START Given data

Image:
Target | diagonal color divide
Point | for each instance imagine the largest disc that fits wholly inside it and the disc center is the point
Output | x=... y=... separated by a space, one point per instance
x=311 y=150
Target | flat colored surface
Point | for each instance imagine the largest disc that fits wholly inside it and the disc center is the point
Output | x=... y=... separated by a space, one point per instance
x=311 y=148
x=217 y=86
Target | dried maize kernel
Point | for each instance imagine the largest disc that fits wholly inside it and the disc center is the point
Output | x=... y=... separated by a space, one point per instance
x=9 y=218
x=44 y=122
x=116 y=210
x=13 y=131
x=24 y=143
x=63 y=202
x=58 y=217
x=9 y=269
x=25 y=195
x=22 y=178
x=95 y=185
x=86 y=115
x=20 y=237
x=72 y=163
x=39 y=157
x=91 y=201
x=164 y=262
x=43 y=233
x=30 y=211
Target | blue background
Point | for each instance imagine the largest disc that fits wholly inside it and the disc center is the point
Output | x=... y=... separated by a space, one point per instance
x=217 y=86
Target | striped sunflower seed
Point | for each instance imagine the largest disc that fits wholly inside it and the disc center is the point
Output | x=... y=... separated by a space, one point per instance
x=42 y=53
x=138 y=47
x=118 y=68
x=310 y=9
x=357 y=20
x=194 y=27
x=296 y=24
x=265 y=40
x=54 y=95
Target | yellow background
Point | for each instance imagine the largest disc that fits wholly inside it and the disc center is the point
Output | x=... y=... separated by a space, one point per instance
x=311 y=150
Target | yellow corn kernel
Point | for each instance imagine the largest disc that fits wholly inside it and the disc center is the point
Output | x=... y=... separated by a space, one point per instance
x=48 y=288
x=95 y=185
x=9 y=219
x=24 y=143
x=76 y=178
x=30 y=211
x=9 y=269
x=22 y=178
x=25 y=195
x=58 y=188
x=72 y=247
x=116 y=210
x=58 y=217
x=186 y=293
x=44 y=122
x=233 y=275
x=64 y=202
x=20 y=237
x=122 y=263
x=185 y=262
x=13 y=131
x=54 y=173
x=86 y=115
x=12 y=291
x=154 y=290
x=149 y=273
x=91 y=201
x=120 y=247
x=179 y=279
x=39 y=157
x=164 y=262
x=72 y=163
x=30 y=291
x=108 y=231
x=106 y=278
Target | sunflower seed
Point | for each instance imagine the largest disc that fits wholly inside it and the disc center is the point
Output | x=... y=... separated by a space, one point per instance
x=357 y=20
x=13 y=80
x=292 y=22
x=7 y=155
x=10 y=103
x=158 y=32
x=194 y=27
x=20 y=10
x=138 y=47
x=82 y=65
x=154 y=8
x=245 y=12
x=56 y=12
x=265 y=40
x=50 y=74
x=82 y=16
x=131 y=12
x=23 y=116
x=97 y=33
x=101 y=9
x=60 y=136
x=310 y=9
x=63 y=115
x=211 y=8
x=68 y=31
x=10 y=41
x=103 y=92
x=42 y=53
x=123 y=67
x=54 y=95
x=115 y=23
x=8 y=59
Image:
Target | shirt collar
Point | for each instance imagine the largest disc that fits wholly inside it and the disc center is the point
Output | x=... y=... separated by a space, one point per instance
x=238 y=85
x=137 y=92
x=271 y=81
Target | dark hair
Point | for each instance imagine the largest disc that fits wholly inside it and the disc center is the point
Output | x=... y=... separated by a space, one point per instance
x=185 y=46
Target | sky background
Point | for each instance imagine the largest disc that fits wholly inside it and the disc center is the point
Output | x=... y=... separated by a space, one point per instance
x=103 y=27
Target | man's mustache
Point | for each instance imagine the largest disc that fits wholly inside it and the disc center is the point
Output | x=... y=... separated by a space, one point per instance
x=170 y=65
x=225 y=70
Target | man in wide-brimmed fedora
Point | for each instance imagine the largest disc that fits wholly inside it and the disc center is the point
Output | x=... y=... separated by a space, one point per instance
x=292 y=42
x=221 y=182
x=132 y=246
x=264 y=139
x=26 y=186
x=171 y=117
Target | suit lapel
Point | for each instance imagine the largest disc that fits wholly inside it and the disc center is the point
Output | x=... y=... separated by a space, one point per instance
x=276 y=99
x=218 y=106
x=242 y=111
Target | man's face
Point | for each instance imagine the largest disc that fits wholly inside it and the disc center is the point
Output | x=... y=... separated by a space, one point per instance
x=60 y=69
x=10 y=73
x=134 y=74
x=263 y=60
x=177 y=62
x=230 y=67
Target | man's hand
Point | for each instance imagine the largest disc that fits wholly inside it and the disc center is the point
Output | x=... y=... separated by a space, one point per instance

END Given data

**Aim of the exercise:** Above are the records; retype them all without a single difference.

**Solution to this exercise:**
Image:
Target | diagonal color divide
Point | for each instance imagine the largest disc that fits wholly inside it and the disc center is the point
Output | x=... y=... separated by a space, one point per instance
x=311 y=150
Target | flat colored surface
Point | for each instance imagine the largest disc that fits wholly inside it and the disc center is the point
Output | x=... y=... separated by a space, one point per instance
x=311 y=148
x=217 y=86
Target | dried maize kernel
Point | for each instance imagine the largest disc that fits wholly inside it and the disc center is the point
Output | x=... y=... separated by a space, one point per instance
x=9 y=218
x=44 y=122
x=116 y=210
x=13 y=131
x=24 y=143
x=63 y=202
x=58 y=217
x=9 y=269
x=25 y=195
x=22 y=178
x=95 y=185
x=86 y=115
x=20 y=237
x=72 y=163
x=39 y=157
x=91 y=201
x=164 y=262
x=43 y=233
x=30 y=211
Target | blue background
Point | for each instance imagine the largest disc that fits wholly inside it and the disc center is the point
Output | x=... y=... separated by a space, one point per instance
x=217 y=86
Target | striped sunflower seed
Point | for each instance imagine the largest disc that fits wholly inside it and the disc center is the point
Output | x=... y=... separated by a space, one point per instance
x=42 y=53
x=138 y=47
x=118 y=68
x=310 y=9
x=357 y=20
x=194 y=27
x=296 y=24
x=265 y=40
x=54 y=95
Target | yellow background
Point | for each instance imagine the largest disc that fits wholly inside it and the disc center is the point
Output | x=... y=... separated by a space, one point per instance
x=311 y=150
Target | yellow corn kernel
Point | for each instance imagine the largest disc that fits wholly inside it and the disc center is the point
Output | x=... y=... separated by a space, one point per instance
x=48 y=288
x=95 y=185
x=9 y=219
x=24 y=143
x=76 y=178
x=30 y=211
x=9 y=269
x=22 y=178
x=25 y=195
x=58 y=188
x=72 y=247
x=116 y=210
x=58 y=217
x=186 y=293
x=44 y=122
x=233 y=275
x=64 y=202
x=20 y=237
x=122 y=263
x=185 y=262
x=13 y=131
x=54 y=173
x=86 y=115
x=12 y=291
x=154 y=290
x=149 y=273
x=91 y=201
x=120 y=247
x=179 y=279
x=39 y=157
x=164 y=262
x=72 y=163
x=30 y=291
x=108 y=231
x=106 y=278
Target | sunflower seed
Point | for each instance imagine the largest disc that fits wholly inside it and the disc center is the point
Output | x=... y=... separated by a space, one point per instance
x=357 y=20
x=13 y=80
x=292 y=22
x=7 y=155
x=10 y=103
x=158 y=32
x=194 y=27
x=20 y=10
x=138 y=47
x=82 y=65
x=154 y=8
x=245 y=12
x=56 y=12
x=265 y=40
x=50 y=74
x=82 y=16
x=131 y=12
x=23 y=116
x=97 y=33
x=101 y=9
x=60 y=136
x=310 y=9
x=63 y=115
x=211 y=8
x=68 y=31
x=10 y=41
x=103 y=92
x=42 y=53
x=123 y=67
x=54 y=95
x=115 y=23
x=8 y=59
Image:
Target | shirt collar
Point | for each instance imagine the largest disc that fits wholly inside it and the disc center is the point
Output | x=... y=... separated by a space, one point per instance
x=238 y=85
x=137 y=92
x=271 y=81
Target | dark hair
Point | for each instance imagine the largest disc that fits wholly inside it and the disc center is the point
Output | x=... y=... separated by a space, one point per instance
x=185 y=46
Target | sky background
Point | for each instance imagine the largest disc that fits wholly inside it and the disc center is the point
Output | x=... y=... separated by a space, one point per instance
x=103 y=27
Target | man's mustache
Point | for each instance imagine the largest disc that fits wholly inside it and the disc center is the point
Output | x=... y=... separated by a space, one point per instance
x=170 y=65
x=225 y=70
Target | man in wide-brimmed fedora
Point | for each instance imagine the largest disc that fits wholly inside it and the disc center is the point
Output | x=... y=... separated by a space, one point per instance
x=292 y=42
x=221 y=182
x=132 y=246
x=264 y=139
x=26 y=186
x=171 y=117
Target | suit lapel
Point | for each instance imagine the largest disc that fits wholly inside it and the disc center is the point
Output | x=... y=... separated by a space, one point per instance
x=276 y=99
x=218 y=106
x=242 y=111
Target | man's face
Point | for each instance imagine the largest disc that fits wholly inside it and the disc center is the point
Output | x=... y=... separated by a space, one point per instance
x=60 y=69
x=10 y=73
x=134 y=74
x=263 y=60
x=177 y=62
x=230 y=67
Target | man's hand
Point | for each instance imagine the largest disc that fits wholly inside it and the disc center is the point
Output | x=... y=... separated by a space, one point per instance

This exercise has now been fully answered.